● Requirement:
Each line in the entries below that holds the word "plumage" belongs in the answer.

Dataset entries:
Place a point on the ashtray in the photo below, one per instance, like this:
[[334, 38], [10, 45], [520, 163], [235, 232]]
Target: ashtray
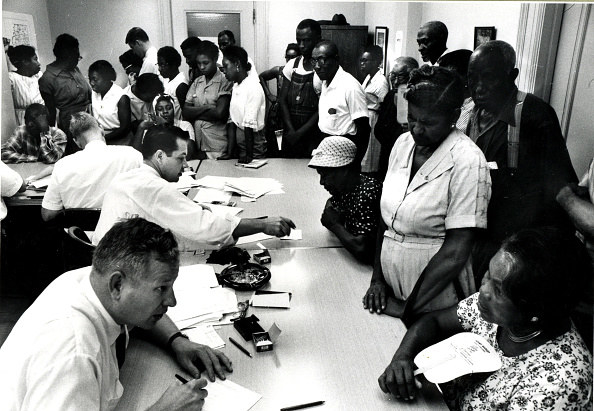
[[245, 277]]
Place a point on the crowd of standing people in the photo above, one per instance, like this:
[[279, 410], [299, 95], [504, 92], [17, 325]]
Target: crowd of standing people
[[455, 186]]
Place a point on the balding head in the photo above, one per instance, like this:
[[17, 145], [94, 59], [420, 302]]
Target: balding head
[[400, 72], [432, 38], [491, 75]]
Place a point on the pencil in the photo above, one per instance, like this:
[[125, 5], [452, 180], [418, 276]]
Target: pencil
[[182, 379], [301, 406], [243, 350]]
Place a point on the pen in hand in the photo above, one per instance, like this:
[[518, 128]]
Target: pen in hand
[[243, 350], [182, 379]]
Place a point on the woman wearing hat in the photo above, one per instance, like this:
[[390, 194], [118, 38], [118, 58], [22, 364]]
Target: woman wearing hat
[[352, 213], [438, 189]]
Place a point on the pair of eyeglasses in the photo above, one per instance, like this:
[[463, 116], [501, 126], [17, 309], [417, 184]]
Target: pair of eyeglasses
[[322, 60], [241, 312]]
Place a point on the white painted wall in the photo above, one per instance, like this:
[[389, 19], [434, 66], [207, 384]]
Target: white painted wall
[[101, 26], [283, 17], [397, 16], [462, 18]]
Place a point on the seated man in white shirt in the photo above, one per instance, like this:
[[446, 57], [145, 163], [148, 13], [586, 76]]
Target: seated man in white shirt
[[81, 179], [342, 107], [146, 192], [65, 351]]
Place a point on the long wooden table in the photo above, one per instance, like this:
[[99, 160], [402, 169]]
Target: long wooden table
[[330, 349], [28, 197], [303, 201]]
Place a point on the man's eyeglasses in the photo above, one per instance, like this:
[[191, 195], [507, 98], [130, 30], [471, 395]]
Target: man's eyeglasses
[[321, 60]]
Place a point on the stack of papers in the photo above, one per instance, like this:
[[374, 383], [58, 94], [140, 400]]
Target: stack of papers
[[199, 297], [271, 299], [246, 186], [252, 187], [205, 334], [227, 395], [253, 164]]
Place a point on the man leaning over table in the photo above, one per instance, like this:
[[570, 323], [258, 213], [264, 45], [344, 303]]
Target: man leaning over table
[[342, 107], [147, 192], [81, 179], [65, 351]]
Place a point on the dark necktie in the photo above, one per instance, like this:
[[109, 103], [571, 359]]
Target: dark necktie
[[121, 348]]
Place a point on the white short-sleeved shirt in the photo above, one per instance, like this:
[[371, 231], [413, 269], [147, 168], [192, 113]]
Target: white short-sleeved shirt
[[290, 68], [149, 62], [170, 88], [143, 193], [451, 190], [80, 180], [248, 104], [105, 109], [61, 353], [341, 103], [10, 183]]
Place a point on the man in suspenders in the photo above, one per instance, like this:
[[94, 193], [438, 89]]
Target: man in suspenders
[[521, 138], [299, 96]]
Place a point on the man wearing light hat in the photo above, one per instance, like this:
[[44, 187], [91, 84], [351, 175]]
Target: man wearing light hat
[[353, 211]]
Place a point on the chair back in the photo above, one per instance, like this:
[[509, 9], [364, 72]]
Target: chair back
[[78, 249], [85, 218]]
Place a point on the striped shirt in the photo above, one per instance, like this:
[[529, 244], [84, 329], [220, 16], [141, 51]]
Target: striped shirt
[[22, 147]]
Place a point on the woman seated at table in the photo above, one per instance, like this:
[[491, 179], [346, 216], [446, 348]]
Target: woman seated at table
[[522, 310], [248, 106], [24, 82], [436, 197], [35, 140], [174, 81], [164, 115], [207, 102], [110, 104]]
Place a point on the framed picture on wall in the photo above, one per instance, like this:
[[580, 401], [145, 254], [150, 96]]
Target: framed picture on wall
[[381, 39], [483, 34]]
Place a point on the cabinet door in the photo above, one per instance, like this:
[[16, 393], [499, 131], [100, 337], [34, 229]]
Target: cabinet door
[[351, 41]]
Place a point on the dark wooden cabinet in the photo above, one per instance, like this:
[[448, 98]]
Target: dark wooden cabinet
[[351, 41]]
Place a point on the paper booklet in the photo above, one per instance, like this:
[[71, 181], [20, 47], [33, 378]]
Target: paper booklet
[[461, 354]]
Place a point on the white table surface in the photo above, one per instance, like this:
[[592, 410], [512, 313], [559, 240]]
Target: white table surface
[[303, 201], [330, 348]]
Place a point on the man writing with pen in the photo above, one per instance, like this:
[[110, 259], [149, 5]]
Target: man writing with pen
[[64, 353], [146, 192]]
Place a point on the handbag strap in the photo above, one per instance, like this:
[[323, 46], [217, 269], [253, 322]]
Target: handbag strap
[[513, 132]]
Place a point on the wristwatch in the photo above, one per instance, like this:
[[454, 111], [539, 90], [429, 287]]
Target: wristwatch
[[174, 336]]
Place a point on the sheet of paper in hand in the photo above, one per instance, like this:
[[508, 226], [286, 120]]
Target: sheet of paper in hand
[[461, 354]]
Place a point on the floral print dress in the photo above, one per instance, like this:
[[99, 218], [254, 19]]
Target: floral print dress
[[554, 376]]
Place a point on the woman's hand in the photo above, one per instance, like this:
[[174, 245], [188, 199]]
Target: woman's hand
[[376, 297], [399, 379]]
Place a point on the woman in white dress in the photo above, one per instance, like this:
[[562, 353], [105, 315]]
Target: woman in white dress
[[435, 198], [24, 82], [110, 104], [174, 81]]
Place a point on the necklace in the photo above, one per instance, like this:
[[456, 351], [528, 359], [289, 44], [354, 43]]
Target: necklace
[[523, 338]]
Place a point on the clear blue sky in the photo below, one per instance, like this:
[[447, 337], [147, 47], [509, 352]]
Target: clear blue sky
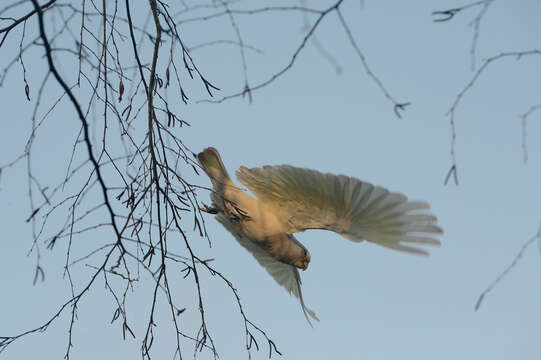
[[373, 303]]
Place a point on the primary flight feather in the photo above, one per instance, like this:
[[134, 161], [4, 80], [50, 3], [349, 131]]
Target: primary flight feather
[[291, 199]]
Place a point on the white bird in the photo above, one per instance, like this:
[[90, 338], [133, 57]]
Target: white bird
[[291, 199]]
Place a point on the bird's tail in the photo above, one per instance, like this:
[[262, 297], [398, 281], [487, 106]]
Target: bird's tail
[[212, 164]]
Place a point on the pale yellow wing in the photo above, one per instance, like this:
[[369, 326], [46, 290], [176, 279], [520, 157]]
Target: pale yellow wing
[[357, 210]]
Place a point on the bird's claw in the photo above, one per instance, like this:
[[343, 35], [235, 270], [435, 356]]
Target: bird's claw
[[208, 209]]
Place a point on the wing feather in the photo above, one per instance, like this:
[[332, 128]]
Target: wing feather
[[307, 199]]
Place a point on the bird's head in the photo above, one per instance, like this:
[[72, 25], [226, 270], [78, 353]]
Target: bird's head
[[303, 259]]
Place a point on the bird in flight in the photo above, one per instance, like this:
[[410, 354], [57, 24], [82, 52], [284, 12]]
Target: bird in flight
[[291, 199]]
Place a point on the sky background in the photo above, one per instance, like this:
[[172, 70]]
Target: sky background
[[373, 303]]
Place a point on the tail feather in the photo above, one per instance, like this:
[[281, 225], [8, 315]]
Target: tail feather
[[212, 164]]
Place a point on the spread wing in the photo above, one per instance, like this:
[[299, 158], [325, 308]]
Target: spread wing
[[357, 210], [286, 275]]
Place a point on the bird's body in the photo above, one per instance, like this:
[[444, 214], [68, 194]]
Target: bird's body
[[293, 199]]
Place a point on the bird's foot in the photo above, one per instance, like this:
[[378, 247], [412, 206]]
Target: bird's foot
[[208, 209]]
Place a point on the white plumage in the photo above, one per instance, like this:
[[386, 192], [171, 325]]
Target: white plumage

● Response for this exercise:
Place a point on the white plumage in the photo above, one per instance, like this:
Target: white plumage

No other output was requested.